_Given request_
Print every line of the data below word for word, with no changes.

_Data shown_
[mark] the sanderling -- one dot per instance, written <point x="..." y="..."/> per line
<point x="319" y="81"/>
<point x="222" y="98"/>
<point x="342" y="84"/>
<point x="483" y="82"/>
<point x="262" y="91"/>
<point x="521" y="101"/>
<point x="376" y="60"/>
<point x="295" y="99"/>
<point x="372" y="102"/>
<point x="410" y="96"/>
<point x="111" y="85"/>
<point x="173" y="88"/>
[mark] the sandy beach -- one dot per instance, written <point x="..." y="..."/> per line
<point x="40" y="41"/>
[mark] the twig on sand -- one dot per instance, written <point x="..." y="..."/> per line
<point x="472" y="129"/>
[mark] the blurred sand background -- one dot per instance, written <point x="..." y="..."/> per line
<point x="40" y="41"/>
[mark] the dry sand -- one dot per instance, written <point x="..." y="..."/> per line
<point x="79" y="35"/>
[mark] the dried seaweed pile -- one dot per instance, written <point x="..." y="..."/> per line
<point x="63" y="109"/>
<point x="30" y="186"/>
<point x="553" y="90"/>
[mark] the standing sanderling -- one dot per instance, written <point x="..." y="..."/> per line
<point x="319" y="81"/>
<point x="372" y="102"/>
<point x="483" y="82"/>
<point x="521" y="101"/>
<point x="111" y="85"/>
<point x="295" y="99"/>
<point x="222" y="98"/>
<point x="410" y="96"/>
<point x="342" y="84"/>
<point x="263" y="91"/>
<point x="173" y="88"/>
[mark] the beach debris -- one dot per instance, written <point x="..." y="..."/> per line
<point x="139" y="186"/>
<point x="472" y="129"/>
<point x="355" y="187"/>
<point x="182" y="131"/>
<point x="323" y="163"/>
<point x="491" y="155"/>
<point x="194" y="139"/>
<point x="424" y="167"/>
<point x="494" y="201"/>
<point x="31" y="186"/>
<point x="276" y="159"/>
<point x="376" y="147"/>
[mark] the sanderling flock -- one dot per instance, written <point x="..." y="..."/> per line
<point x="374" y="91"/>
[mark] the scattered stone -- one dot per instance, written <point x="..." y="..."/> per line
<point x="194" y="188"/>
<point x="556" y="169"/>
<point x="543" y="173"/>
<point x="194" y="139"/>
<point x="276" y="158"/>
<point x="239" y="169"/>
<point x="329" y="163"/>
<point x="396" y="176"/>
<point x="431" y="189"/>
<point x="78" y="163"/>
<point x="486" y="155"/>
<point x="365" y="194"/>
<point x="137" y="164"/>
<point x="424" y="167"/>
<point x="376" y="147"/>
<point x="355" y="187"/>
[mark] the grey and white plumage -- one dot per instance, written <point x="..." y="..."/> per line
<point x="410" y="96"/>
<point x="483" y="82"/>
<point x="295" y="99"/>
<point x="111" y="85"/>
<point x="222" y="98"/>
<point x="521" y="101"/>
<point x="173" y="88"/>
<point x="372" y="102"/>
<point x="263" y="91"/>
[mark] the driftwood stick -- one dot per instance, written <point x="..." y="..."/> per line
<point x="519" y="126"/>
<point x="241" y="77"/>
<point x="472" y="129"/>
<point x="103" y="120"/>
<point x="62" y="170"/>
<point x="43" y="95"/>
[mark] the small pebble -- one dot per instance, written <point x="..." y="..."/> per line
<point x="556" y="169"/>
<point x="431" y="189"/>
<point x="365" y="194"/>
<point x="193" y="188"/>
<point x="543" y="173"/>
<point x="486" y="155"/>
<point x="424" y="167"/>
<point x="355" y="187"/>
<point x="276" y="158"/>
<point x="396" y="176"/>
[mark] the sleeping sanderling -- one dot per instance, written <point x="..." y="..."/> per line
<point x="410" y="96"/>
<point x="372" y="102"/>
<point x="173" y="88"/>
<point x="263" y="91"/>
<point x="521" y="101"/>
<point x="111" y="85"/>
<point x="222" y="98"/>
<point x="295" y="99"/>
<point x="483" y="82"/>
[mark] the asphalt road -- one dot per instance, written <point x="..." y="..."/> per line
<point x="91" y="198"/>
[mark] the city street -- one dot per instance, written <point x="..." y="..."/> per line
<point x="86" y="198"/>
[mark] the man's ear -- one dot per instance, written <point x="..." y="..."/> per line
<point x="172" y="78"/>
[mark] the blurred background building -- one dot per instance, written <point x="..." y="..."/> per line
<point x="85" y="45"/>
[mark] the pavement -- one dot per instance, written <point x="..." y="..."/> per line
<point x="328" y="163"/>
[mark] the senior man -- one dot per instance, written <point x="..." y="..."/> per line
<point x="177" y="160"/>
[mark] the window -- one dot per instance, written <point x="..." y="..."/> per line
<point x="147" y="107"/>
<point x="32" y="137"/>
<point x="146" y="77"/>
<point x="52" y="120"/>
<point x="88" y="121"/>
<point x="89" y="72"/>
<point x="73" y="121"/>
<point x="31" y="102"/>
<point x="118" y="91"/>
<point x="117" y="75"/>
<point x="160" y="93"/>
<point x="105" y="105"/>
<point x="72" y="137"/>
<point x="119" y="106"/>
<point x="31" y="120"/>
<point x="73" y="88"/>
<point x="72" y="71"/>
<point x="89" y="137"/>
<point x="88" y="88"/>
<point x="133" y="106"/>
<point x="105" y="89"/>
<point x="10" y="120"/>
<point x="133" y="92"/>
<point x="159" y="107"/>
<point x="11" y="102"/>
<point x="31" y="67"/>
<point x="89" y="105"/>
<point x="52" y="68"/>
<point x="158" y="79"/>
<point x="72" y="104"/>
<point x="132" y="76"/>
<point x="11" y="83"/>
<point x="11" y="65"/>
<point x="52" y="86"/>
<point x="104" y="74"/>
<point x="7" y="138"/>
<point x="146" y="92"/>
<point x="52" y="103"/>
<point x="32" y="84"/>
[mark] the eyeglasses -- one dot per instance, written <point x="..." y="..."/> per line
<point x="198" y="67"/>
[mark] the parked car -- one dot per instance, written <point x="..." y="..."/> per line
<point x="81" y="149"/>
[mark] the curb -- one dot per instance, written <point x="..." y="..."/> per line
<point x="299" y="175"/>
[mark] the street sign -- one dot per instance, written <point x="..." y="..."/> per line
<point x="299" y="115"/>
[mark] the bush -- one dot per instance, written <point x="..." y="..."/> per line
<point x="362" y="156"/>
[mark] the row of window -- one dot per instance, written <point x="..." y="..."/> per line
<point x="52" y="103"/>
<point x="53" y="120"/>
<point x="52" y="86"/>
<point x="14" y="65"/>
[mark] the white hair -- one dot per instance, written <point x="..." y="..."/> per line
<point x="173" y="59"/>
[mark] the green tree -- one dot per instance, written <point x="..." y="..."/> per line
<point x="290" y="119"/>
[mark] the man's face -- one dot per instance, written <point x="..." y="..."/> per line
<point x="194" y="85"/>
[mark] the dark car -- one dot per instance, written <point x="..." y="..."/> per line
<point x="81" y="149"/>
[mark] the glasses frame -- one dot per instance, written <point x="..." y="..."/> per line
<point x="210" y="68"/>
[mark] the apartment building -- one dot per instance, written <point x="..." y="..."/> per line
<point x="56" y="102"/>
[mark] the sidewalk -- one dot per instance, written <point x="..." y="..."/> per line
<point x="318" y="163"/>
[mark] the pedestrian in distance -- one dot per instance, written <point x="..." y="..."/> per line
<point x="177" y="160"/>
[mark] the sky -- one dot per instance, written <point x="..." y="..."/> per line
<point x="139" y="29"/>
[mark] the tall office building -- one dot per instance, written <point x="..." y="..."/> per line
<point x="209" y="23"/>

_Response to the task_
[mark] the sanderling -- one dot per instance, written <point x="..." y="..."/> per line
<point x="319" y="81"/>
<point x="222" y="98"/>
<point x="342" y="84"/>
<point x="483" y="82"/>
<point x="262" y="91"/>
<point x="521" y="101"/>
<point x="376" y="60"/>
<point x="295" y="99"/>
<point x="372" y="102"/>
<point x="410" y="96"/>
<point x="111" y="85"/>
<point x="173" y="88"/>
[mark] the sandy beach -- one dot per instance, written <point x="..." y="..."/> per line
<point x="40" y="41"/>
[mark] the twig on sand -- one dot per instance, written <point x="..." y="..."/> per line
<point x="472" y="129"/>
[mark] the blurred sand background -- one dot per instance, written <point x="..." y="..."/> per line
<point x="40" y="41"/>
[mark] the dry sand -- one dot per instance, written <point x="..." y="..."/> per line
<point x="79" y="35"/>
[mark] the dried seaweed pile -- one dot per instance, written <point x="..." y="..."/> per line
<point x="63" y="109"/>
<point x="30" y="186"/>
<point x="553" y="90"/>
[mark] the standing sanderling -- one dot per instance, written <point x="..." y="..."/> per line
<point x="319" y="81"/>
<point x="372" y="102"/>
<point x="483" y="82"/>
<point x="521" y="101"/>
<point x="111" y="85"/>
<point x="295" y="99"/>
<point x="222" y="98"/>
<point x="410" y="96"/>
<point x="342" y="84"/>
<point x="263" y="91"/>
<point x="173" y="88"/>
[mark] the beach debris -- one dot per instance, written <point x="..." y="..."/> per line
<point x="139" y="186"/>
<point x="472" y="129"/>
<point x="355" y="187"/>
<point x="182" y="131"/>
<point x="323" y="163"/>
<point x="491" y="155"/>
<point x="194" y="139"/>
<point x="424" y="167"/>
<point x="494" y="201"/>
<point x="31" y="186"/>
<point x="276" y="159"/>
<point x="376" y="147"/>
[mark] the sanderling flock -- one dot per instance, written <point x="..." y="..."/> per line
<point x="374" y="91"/>
[mark] the scattered stone -- one dot per instance, written <point x="..." y="..."/> per line
<point x="194" y="188"/>
<point x="556" y="169"/>
<point x="543" y="173"/>
<point x="194" y="139"/>
<point x="276" y="158"/>
<point x="239" y="169"/>
<point x="329" y="163"/>
<point x="396" y="176"/>
<point x="431" y="189"/>
<point x="78" y="163"/>
<point x="486" y="155"/>
<point x="365" y="194"/>
<point x="137" y="164"/>
<point x="424" y="167"/>
<point x="376" y="147"/>
<point x="355" y="187"/>
[mark] the grey and white plumage -- one dot per instance, written <point x="..." y="..."/> per line
<point x="410" y="96"/>
<point x="483" y="82"/>
<point x="295" y="99"/>
<point x="111" y="85"/>
<point x="222" y="98"/>
<point x="521" y="101"/>
<point x="173" y="88"/>
<point x="372" y="102"/>
<point x="263" y="91"/>
[mark] the driftwood stick -- one dot per instance, written <point x="..." y="..."/> per line
<point x="519" y="126"/>
<point x="241" y="77"/>
<point x="472" y="129"/>
<point x="103" y="120"/>
<point x="62" y="170"/>
<point x="43" y="95"/>
[mark] the small pebble -- one dot per instance, written <point x="..." y="..."/> per line
<point x="556" y="169"/>
<point x="431" y="189"/>
<point x="365" y="194"/>
<point x="193" y="188"/>
<point x="543" y="173"/>
<point x="486" y="155"/>
<point x="424" y="167"/>
<point x="355" y="187"/>
<point x="276" y="158"/>
<point x="396" y="176"/>
[mark] the sleeping sanderling -- one dot per instance, written <point x="..." y="..."/> per line
<point x="410" y="96"/>
<point x="372" y="102"/>
<point x="173" y="88"/>
<point x="263" y="91"/>
<point x="521" y="101"/>
<point x="111" y="85"/>
<point x="222" y="98"/>
<point x="295" y="99"/>
<point x="483" y="82"/>
[mark] the asphalt road -- one dot per instance, written <point x="..." y="..."/> per line
<point x="91" y="198"/>
[mark] the city street -- one dot per instance, written <point x="..." y="..."/> per line
<point x="86" y="198"/>
[mark] the man's ear -- one dot per instance, written <point x="..." y="..."/> per line
<point x="172" y="78"/>
[mark] the blurred background building -- one dot per instance, written <point x="..." y="..."/> per line
<point x="85" y="45"/>
[mark] the pavement -- one dot per instance, written <point x="..." y="..."/> per line
<point x="328" y="163"/>
[mark] the senior man -- one dot per instance, written <point x="..." y="..."/> per line
<point x="177" y="160"/>
[mark] the window -- one dot per instance, written <point x="..." y="..."/> per line
<point x="147" y="107"/>
<point x="32" y="137"/>
<point x="146" y="77"/>
<point x="52" y="120"/>
<point x="88" y="121"/>
<point x="89" y="72"/>
<point x="73" y="121"/>
<point x="31" y="102"/>
<point x="118" y="91"/>
<point x="117" y="75"/>
<point x="160" y="93"/>
<point x="105" y="105"/>
<point x="72" y="137"/>
<point x="119" y="106"/>
<point x="31" y="120"/>
<point x="73" y="88"/>
<point x="72" y="71"/>
<point x="89" y="137"/>
<point x="88" y="88"/>
<point x="133" y="106"/>
<point x="105" y="89"/>
<point x="10" y="120"/>
<point x="133" y="92"/>
<point x="159" y="107"/>
<point x="11" y="102"/>
<point x="31" y="67"/>
<point x="89" y="105"/>
<point x="52" y="68"/>
<point x="158" y="79"/>
<point x="72" y="104"/>
<point x="132" y="76"/>
<point x="11" y="83"/>
<point x="11" y="65"/>
<point x="52" y="86"/>
<point x="104" y="74"/>
<point x="7" y="138"/>
<point x="146" y="92"/>
<point x="52" y="103"/>
<point x="32" y="84"/>
[mark] the eyeglasses -- one dot per instance, written <point x="..." y="..."/> per line
<point x="198" y="67"/>
[mark] the parked car -- one dot per instance, written <point x="..." y="..."/> per line
<point x="81" y="149"/>
[mark] the curb -- one dot per instance, written <point x="..." y="..."/> per line
<point x="299" y="175"/>
[mark] the street sign -- one dot per instance, written <point x="..." y="..."/> per line
<point x="299" y="115"/>
[mark] the bush -- one dot per instance, written <point x="..." y="..."/> per line
<point x="362" y="156"/>
[mark] the row of window -- one dot per instance, written <point x="..." y="..."/> per line
<point x="52" y="103"/>
<point x="53" y="120"/>
<point x="52" y="86"/>
<point x="14" y="65"/>
[mark] the white hair -- one dot per instance, written <point x="..." y="..."/> per line
<point x="173" y="59"/>
[mark] the green tree -- one dot per instance, written <point x="..." y="..."/> per line
<point x="290" y="119"/>
[mark] the man's face -- one dot per instance, written <point x="..." y="..."/> per line
<point x="194" y="85"/>
[mark] the dark car -- one dot per instance, written <point x="..." y="..."/> per line
<point x="81" y="149"/>
[mark] the glasses frame -- one dot per instance, written <point x="..." y="..."/> per line
<point x="210" y="68"/>
[mark] the apartment building -- one dot per instance, written <point x="..." y="..."/> per line
<point x="56" y="102"/>
[mark] the sidewalk -- one dot per instance, written <point x="..." y="..."/> per line
<point x="318" y="163"/>
[mark] the pedestrian in distance -- one dot per instance, written <point x="..." y="..."/> per line
<point x="177" y="160"/>
[mark] the sky -- one dot per instance, written <point x="..." y="..."/> per line
<point x="139" y="29"/>
[mark] the tall office building -- one dot per instance, written <point x="..." y="..."/> per line
<point x="209" y="23"/>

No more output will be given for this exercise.